**** Exercise inputs

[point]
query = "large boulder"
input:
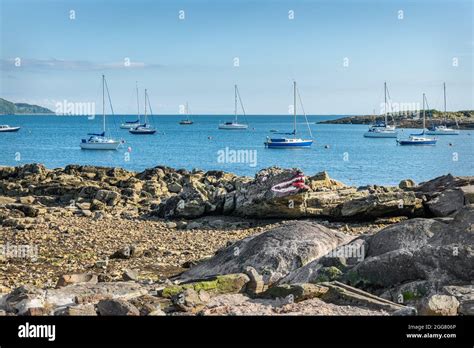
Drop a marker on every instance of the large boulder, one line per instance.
(421, 249)
(273, 253)
(446, 203)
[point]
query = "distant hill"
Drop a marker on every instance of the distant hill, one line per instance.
(9, 108)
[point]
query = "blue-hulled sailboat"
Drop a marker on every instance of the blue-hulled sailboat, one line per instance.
(293, 142)
(98, 141)
(419, 139)
(144, 128)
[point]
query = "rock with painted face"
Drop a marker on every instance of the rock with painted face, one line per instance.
(274, 192)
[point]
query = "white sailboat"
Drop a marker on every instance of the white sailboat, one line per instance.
(187, 120)
(98, 141)
(136, 123)
(443, 129)
(382, 129)
(419, 139)
(144, 128)
(234, 124)
(293, 142)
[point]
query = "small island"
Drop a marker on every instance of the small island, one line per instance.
(10, 108)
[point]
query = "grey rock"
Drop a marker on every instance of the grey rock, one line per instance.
(112, 307)
(407, 311)
(440, 305)
(77, 278)
(273, 253)
(256, 284)
(191, 300)
(130, 274)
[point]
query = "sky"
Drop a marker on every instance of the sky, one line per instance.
(340, 52)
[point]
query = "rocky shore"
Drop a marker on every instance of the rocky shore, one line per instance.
(85, 240)
(463, 119)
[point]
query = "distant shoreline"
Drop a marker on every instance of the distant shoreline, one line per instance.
(458, 119)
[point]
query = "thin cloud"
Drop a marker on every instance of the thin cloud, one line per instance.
(71, 65)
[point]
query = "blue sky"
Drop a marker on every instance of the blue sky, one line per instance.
(192, 59)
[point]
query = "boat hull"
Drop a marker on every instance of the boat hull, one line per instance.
(129, 126)
(288, 145)
(144, 132)
(10, 129)
(446, 132)
(100, 146)
(411, 142)
(380, 135)
(234, 126)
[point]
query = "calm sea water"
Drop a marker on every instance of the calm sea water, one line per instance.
(351, 158)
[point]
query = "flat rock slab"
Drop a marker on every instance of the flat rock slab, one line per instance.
(238, 304)
(273, 253)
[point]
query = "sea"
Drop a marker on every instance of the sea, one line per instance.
(341, 150)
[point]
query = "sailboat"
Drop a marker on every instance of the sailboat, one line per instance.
(186, 121)
(144, 128)
(234, 124)
(294, 142)
(136, 123)
(443, 129)
(6, 128)
(382, 129)
(98, 141)
(419, 139)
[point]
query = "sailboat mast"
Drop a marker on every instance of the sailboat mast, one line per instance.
(294, 107)
(138, 103)
(103, 103)
(444, 94)
(385, 105)
(235, 104)
(423, 112)
(145, 105)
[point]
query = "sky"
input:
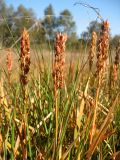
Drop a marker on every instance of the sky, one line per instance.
(109, 10)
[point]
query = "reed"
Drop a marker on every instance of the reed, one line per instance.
(103, 46)
(92, 52)
(58, 72)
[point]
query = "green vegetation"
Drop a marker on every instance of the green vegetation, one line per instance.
(57, 105)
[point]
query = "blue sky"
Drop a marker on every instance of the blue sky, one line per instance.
(109, 9)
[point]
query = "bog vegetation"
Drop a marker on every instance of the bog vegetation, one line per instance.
(53, 104)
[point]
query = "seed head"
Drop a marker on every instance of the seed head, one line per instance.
(59, 61)
(103, 46)
(9, 60)
(92, 52)
(116, 62)
(25, 57)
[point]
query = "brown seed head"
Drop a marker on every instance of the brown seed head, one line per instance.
(59, 61)
(9, 60)
(25, 57)
(116, 62)
(103, 46)
(92, 52)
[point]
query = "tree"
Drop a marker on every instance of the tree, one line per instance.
(24, 18)
(49, 22)
(66, 23)
(93, 26)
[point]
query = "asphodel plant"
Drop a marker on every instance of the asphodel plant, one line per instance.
(58, 74)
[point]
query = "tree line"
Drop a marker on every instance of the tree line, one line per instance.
(12, 22)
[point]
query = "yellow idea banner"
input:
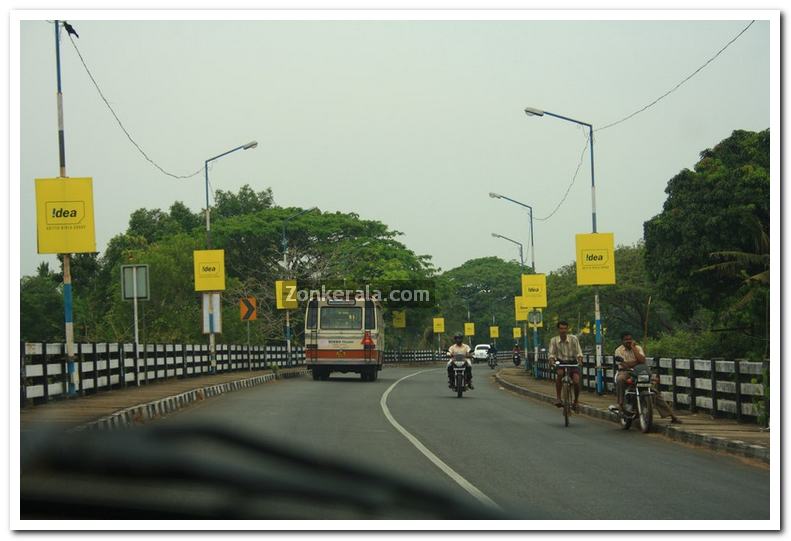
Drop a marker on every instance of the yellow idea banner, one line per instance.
(521, 308)
(209, 268)
(399, 319)
(64, 216)
(534, 290)
(439, 325)
(595, 259)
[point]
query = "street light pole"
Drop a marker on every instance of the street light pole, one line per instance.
(285, 265)
(210, 304)
(532, 245)
(522, 261)
(530, 111)
(68, 311)
(533, 264)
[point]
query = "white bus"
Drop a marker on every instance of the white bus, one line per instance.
(344, 335)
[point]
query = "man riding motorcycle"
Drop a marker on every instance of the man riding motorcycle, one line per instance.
(632, 355)
(458, 348)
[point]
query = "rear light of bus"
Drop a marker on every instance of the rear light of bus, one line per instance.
(367, 341)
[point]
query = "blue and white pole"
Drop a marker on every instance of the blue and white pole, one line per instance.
(68, 312)
(596, 308)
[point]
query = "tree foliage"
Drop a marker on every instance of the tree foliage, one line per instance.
(712, 208)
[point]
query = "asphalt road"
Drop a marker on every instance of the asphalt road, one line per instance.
(512, 449)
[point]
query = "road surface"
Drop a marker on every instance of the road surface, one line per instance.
(495, 445)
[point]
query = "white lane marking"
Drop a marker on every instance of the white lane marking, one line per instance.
(450, 472)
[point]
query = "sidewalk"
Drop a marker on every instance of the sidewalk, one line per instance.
(70, 413)
(697, 429)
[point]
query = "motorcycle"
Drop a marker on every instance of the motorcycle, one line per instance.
(517, 359)
(459, 374)
(492, 360)
(638, 398)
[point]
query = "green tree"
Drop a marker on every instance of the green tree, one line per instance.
(41, 307)
(709, 209)
(246, 201)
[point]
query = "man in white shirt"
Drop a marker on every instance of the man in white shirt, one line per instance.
(458, 348)
(566, 349)
(632, 355)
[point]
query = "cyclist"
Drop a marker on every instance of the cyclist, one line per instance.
(566, 348)
(458, 348)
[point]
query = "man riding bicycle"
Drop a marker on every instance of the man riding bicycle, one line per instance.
(458, 348)
(566, 349)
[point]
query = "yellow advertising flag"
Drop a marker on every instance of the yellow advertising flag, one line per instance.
(399, 319)
(535, 319)
(595, 259)
(286, 294)
(469, 329)
(209, 267)
(521, 308)
(64, 216)
(439, 325)
(534, 290)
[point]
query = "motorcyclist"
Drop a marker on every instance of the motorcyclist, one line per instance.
(493, 351)
(458, 348)
(632, 355)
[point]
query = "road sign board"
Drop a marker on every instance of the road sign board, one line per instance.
(439, 325)
(534, 290)
(247, 309)
(209, 268)
(64, 215)
(128, 286)
(212, 323)
(286, 294)
(595, 259)
(399, 319)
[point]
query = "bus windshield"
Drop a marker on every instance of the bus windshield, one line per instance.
(342, 317)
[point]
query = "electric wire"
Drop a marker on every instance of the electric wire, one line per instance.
(573, 180)
(118, 120)
(687, 78)
(638, 111)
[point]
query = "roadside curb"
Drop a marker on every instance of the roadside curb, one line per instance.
(147, 411)
(736, 447)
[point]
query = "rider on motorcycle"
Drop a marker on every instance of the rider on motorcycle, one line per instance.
(458, 348)
(632, 355)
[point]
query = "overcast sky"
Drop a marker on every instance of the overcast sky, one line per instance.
(411, 123)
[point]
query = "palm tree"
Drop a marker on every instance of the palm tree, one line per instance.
(751, 267)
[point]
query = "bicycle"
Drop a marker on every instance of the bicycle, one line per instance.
(567, 392)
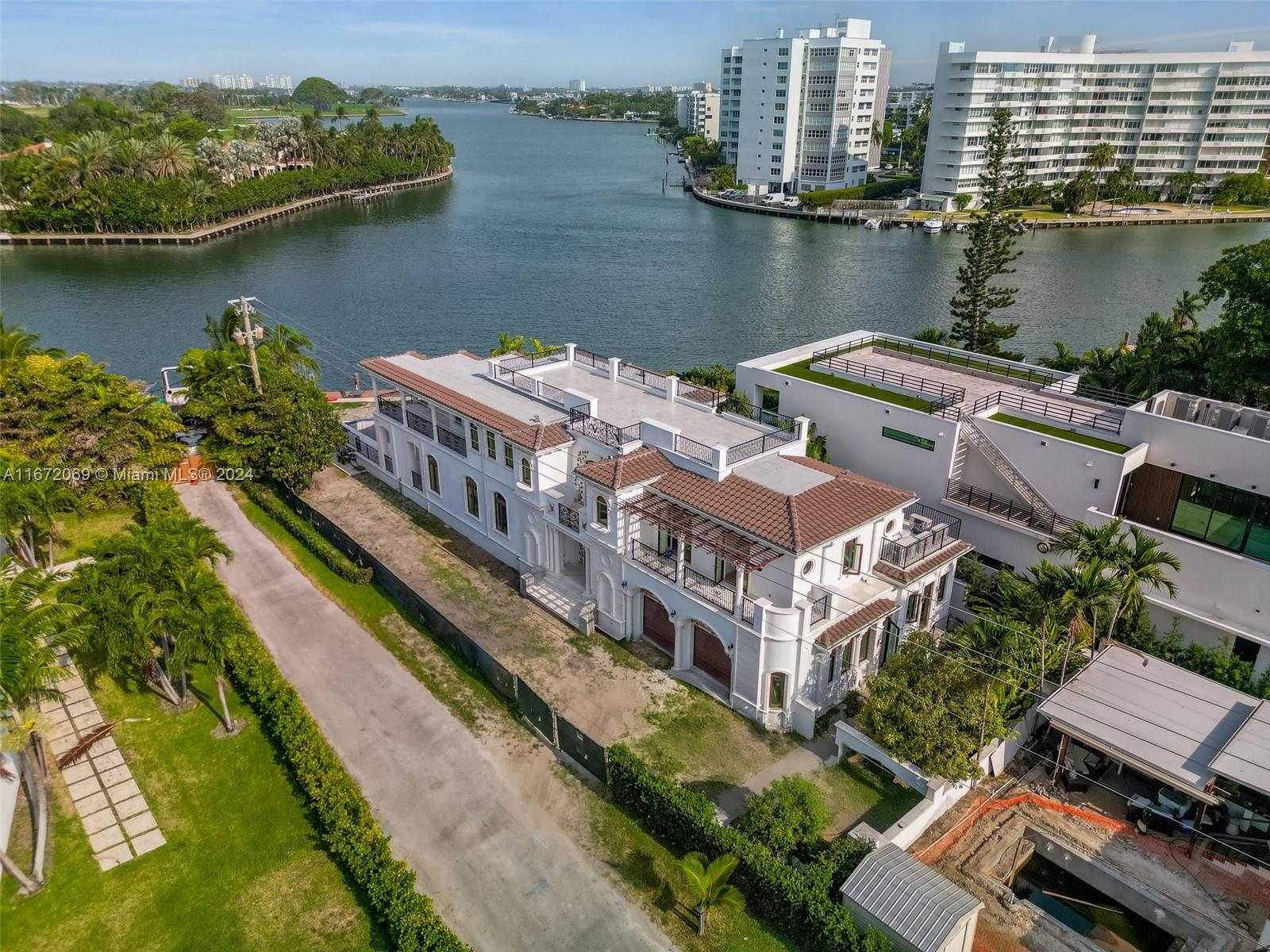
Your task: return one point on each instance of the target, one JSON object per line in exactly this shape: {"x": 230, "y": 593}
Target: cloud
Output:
{"x": 441, "y": 31}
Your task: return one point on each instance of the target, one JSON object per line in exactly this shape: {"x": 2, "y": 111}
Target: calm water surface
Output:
{"x": 560, "y": 230}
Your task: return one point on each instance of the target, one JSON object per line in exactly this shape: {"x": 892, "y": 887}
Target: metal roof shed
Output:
{"x": 918, "y": 908}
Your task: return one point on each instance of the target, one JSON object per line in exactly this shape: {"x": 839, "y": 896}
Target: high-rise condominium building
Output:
{"x": 698, "y": 113}
{"x": 798, "y": 111}
{"x": 1165, "y": 113}
{"x": 903, "y": 103}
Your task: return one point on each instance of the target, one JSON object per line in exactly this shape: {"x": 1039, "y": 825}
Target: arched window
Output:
{"x": 499, "y": 513}
{"x": 776, "y": 683}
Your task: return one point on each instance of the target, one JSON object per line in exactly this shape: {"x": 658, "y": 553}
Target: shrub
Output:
{"x": 797, "y": 903}
{"x": 313, "y": 539}
{"x": 348, "y": 829}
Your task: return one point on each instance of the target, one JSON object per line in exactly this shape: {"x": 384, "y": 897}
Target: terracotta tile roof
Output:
{"x": 916, "y": 571}
{"x": 795, "y": 522}
{"x": 628, "y": 470}
{"x": 850, "y": 624}
{"x": 531, "y": 436}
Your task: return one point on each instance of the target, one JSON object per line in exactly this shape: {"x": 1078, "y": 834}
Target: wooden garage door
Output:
{"x": 709, "y": 655}
{"x": 658, "y": 626}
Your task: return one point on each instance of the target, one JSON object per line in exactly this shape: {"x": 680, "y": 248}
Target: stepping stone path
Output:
{"x": 116, "y": 816}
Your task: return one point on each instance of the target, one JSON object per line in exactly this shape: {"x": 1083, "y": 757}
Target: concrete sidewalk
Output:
{"x": 498, "y": 867}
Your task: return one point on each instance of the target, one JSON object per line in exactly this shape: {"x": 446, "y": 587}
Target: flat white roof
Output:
{"x": 1161, "y": 719}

********

*Exercise*. From the material above, give again exactly the lines from the one that contains "Drop a marker on every instance of the rider" through the one that contains "Target: wooden garage door", and leave out the pictures.

*Response box*.
Drop a marker on every instance of the rider on motorcycle, one line per instance.
(458, 348)
(632, 355)
[point]
query = "overcast sky"
Drop a marker on every instance of the overcast sky, one line per instance.
(411, 123)
[point]
query = "palm tree"
Drop a marker on every instance of the palm tree, one line per instance.
(751, 267)
[point]
query = "bicycle"
Drop a marker on every instance of the bicycle, one line per instance.
(567, 392)
Your task: return one point on each instance of the target, one JSON object per line in exactly this shape: {"x": 230, "y": 593}
Target: cloud
Output:
{"x": 441, "y": 31}
Your task: return one point on each instance of the target, one JSON object per line in exactly this shape: {"x": 2, "y": 111}
Target: calm water surface
Output:
{"x": 560, "y": 230}
Your task: return one point on each instance of the target, one JSON object per line in exactly this shape: {"x": 892, "y": 887}
Target: metal roof shed
Output:
{"x": 918, "y": 908}
Your task: return one point on each instance of the target, one JSON object per line in exactly this shape: {"x": 839, "y": 896}
Target: high-rise condominium building
Output:
{"x": 698, "y": 113}
{"x": 798, "y": 111}
{"x": 1165, "y": 113}
{"x": 903, "y": 103}
Your task: return one point on each instance of the target, one JSON object per line in exactly this shape: {"x": 1039, "y": 825}
Target: arched window
Output:
{"x": 499, "y": 513}
{"x": 776, "y": 683}
Your task: return one point on each instance of the target, one JSON object per line in exactly this shape: {"x": 658, "y": 553}
Target: shrub
Output:
{"x": 797, "y": 903}
{"x": 313, "y": 539}
{"x": 348, "y": 829}
Your task: return one point on each instance of the target, one JSON object per line in exactly this shape: {"x": 384, "y": 897}
Target: terracotta tile roof
Output:
{"x": 916, "y": 571}
{"x": 795, "y": 522}
{"x": 628, "y": 470}
{"x": 850, "y": 624}
{"x": 531, "y": 436}
Your task: return one point on each instance of the target, one JSON object per line in exactly this shape: {"x": 1078, "y": 834}
Target: wooden garage door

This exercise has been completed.